**WORK TO BE COMPLETED**. Extract every line of the material that contains the string "wind".

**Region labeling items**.
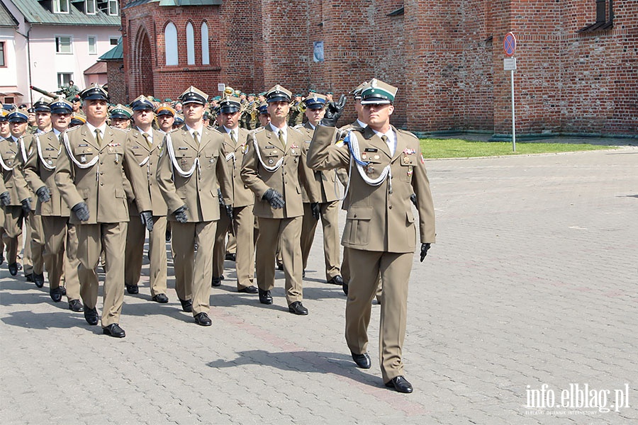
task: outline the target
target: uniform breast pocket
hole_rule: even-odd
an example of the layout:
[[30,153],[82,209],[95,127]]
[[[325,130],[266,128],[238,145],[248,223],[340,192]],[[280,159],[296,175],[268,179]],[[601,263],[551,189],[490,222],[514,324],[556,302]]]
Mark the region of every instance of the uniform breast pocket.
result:
[[417,159],[415,154],[401,155],[401,171],[399,179],[401,181],[412,181],[412,174],[414,173],[414,167],[416,165]]
[[353,207],[348,210],[343,230],[344,241],[352,245],[366,245],[370,239],[372,207]]
[[208,169],[214,169],[215,164],[217,164],[218,155],[214,154],[206,154],[206,166]]
[[281,158],[281,154],[279,151],[272,151],[271,149],[267,149],[265,152],[262,152],[262,158],[264,160],[264,164],[265,164],[268,166],[273,166],[275,164],[277,163],[277,161]]

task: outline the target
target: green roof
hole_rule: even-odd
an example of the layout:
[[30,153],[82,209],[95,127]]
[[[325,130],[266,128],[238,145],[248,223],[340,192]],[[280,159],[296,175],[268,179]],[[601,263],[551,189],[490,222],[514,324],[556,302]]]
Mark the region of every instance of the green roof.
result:
[[18,21],[16,18],[6,10],[4,3],[0,3],[0,27],[16,28],[18,26]]
[[133,0],[123,8],[135,7],[147,3],[159,3],[160,6],[216,6],[222,4],[222,0]]
[[54,13],[38,0],[9,1],[24,15],[25,21],[33,25],[121,26],[120,16],[111,16],[101,11],[98,11],[95,15],[86,15],[75,7],[73,3],[68,13]]
[[120,37],[118,45],[100,56],[99,60],[122,60],[123,59],[124,50],[122,48],[122,38]]

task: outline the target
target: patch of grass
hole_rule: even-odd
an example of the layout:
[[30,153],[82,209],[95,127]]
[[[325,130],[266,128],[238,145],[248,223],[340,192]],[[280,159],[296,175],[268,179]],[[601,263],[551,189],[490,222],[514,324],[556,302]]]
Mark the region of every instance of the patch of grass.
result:
[[469,142],[460,139],[420,139],[425,158],[474,158],[529,154],[547,154],[614,149],[614,147],[573,143],[516,142],[512,152],[510,142]]

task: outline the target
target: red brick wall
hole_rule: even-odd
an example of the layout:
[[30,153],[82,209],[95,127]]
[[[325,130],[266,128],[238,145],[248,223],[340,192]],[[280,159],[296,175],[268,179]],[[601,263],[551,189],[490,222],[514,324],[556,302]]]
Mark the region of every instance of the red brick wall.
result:
[[[388,16],[402,6],[403,15]],[[595,0],[150,3],[123,10],[126,86],[131,98],[150,80],[152,94],[162,98],[174,98],[191,84],[213,96],[220,82],[247,92],[279,83],[293,92],[330,90],[338,97],[376,77],[399,89],[392,119],[398,126],[509,134],[510,74],[503,69],[503,38],[513,31],[518,41],[517,134],[635,135],[638,1],[615,0],[614,9],[612,29],[578,33],[595,20]],[[189,19],[197,63],[199,26],[208,23],[211,66],[186,65],[184,47],[179,65],[166,67],[164,26],[171,20],[185,46]],[[142,57],[131,46],[145,30],[152,75],[136,80],[132,65],[143,67]],[[313,62],[314,41],[324,42],[323,62]],[[349,106],[342,122],[354,118]]]

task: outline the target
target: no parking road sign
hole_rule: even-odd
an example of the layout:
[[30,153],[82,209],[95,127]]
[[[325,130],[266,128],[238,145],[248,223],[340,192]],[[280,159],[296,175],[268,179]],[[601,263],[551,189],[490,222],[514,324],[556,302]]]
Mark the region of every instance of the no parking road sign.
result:
[[503,50],[505,50],[505,56],[508,57],[514,56],[516,51],[516,38],[513,33],[505,34],[505,38],[503,39]]

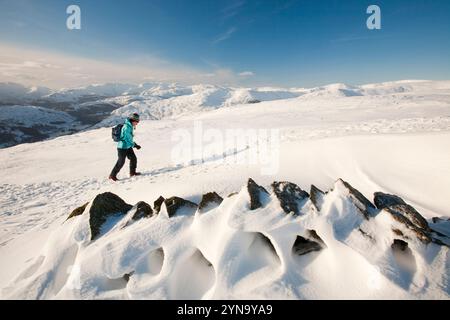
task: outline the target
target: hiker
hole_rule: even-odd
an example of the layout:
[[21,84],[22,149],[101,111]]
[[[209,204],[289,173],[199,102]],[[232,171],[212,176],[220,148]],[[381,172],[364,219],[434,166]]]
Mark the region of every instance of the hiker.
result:
[[117,154],[119,159],[111,171],[109,179],[117,181],[117,174],[125,164],[125,158],[130,160],[130,177],[141,175],[140,172],[136,172],[137,158],[134,154],[133,148],[141,149],[141,146],[133,141],[134,129],[139,123],[139,114],[133,113],[128,119],[125,120],[122,129],[120,130],[120,140],[117,143]]

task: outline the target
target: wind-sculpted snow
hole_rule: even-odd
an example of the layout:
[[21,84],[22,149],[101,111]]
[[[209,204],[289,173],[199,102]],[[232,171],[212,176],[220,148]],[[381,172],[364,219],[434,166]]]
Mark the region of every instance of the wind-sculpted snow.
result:
[[[229,197],[208,193],[202,200],[214,203],[208,211],[178,197],[152,210],[145,202],[132,207],[112,193],[98,195],[54,231],[2,297],[449,298],[450,234],[433,229],[448,221],[428,224],[394,195],[375,194],[376,208],[341,179],[321,193],[320,206],[294,183],[272,186],[268,192],[249,179]],[[258,206],[255,196],[264,196]],[[297,212],[287,213],[294,202]],[[393,216],[398,204],[414,217]],[[108,213],[98,220],[102,210]],[[440,240],[418,237],[410,228],[418,220]]]

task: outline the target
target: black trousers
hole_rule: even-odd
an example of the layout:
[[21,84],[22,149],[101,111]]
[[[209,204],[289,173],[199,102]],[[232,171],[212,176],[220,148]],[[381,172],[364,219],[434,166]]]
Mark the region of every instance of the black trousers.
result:
[[116,165],[111,171],[111,176],[117,176],[120,169],[122,169],[123,165],[125,164],[125,158],[128,158],[130,160],[130,174],[136,173],[137,158],[134,154],[133,148],[117,149],[117,155],[119,156],[119,158],[117,159]]

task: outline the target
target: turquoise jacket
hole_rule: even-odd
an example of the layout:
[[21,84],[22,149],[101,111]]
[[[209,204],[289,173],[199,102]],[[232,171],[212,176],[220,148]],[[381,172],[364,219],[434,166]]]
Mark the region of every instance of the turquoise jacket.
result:
[[117,143],[118,149],[130,149],[134,147],[133,140],[133,125],[130,122],[130,119],[125,120],[125,123],[122,127],[122,131],[120,132],[120,141]]

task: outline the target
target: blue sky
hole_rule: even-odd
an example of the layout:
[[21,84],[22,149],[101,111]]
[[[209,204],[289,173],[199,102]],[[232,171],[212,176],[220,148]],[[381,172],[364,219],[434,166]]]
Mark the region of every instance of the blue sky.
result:
[[[81,30],[66,28],[70,4],[81,7]],[[366,27],[370,4],[381,8],[381,30]],[[64,58],[80,64],[74,70],[84,69],[86,82],[122,73],[96,78],[101,67],[86,61],[129,65],[120,80],[138,82],[146,78],[139,69],[148,79],[241,85],[450,78],[448,0],[0,0],[0,8],[7,80],[20,81],[18,66],[31,53],[64,69]]]

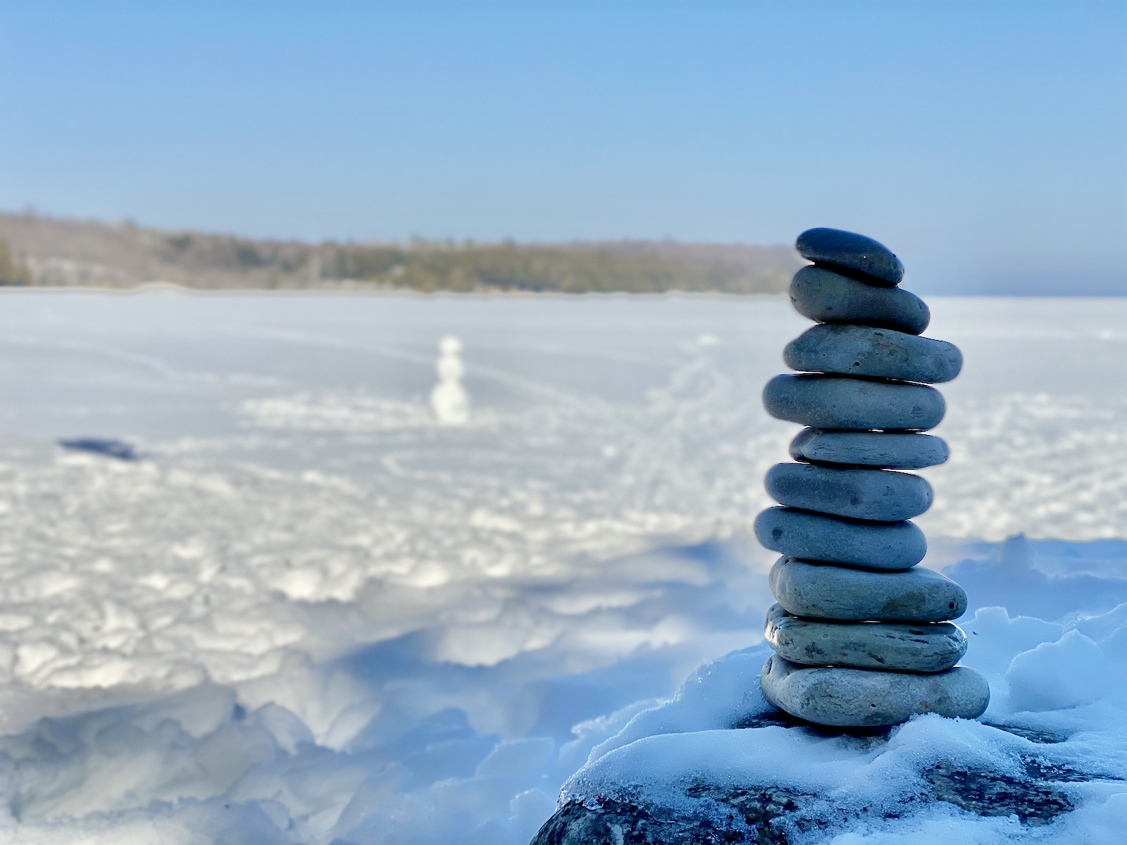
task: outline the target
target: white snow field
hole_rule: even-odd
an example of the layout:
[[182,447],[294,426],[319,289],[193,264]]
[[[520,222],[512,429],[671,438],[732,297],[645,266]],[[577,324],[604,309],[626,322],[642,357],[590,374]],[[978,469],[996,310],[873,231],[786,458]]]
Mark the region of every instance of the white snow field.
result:
[[904,804],[811,840],[1121,842],[1127,299],[930,304],[966,367],[925,564],[970,595],[983,721],[1055,745],[731,729],[783,297],[3,292],[0,843],[523,845],[565,783],[889,806],[1029,753],[1103,777],[1047,826]]

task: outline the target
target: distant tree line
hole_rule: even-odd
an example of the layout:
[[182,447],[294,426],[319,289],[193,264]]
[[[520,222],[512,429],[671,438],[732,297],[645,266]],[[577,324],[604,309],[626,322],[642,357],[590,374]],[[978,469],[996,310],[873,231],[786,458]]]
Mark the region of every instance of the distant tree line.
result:
[[738,243],[309,243],[0,213],[5,285],[766,293],[800,265],[789,247]]
[[30,272],[12,255],[8,241],[0,238],[0,285],[29,284],[32,284]]

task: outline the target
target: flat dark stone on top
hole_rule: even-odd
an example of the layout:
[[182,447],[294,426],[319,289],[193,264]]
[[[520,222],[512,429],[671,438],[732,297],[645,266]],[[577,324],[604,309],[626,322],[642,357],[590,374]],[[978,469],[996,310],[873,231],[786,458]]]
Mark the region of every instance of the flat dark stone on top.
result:
[[870,569],[908,569],[928,553],[928,541],[914,523],[846,519],[795,508],[761,512],[755,536],[766,549],[792,558]]
[[787,344],[782,358],[792,370],[909,382],[949,382],[962,368],[955,344],[871,326],[814,326]]
[[818,322],[876,326],[920,335],[931,321],[924,301],[903,287],[876,287],[826,267],[804,267],[790,283],[790,302]]
[[882,287],[894,287],[904,278],[900,259],[872,238],[841,229],[807,229],[795,243],[802,258],[815,264],[861,274],[864,281]]
[[946,463],[950,454],[941,437],[907,432],[826,432],[804,428],[790,442],[796,461],[818,461],[886,470],[920,470]]
[[925,432],[943,419],[943,395],[926,384],[848,375],[777,375],[763,389],[763,406],[777,419],[811,428]]
[[911,519],[932,500],[925,479],[893,470],[779,463],[767,470],[765,481],[767,493],[780,505],[852,519]]

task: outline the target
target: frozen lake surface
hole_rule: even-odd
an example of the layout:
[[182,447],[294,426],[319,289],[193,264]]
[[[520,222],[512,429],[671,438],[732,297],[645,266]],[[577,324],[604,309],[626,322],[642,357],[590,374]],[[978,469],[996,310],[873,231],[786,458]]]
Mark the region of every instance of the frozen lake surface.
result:
[[[925,563],[970,616],[1047,625],[986,614],[966,662],[1028,704],[1010,659],[1088,637],[1117,679],[1048,709],[1121,733],[1127,299],[929,304],[966,366]],[[749,526],[796,427],[760,392],[808,324],[767,296],[3,292],[0,843],[526,842],[592,748],[761,641]],[[461,426],[429,402],[447,335]]]

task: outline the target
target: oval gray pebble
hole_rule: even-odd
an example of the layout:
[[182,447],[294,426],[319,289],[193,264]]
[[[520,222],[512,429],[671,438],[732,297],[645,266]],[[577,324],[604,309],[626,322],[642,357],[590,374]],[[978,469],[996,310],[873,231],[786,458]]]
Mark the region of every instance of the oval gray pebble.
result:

**FULL OUTPUT**.
target: wind-sculpted snow
Mark the region of every instance of the wind-sculpted snow.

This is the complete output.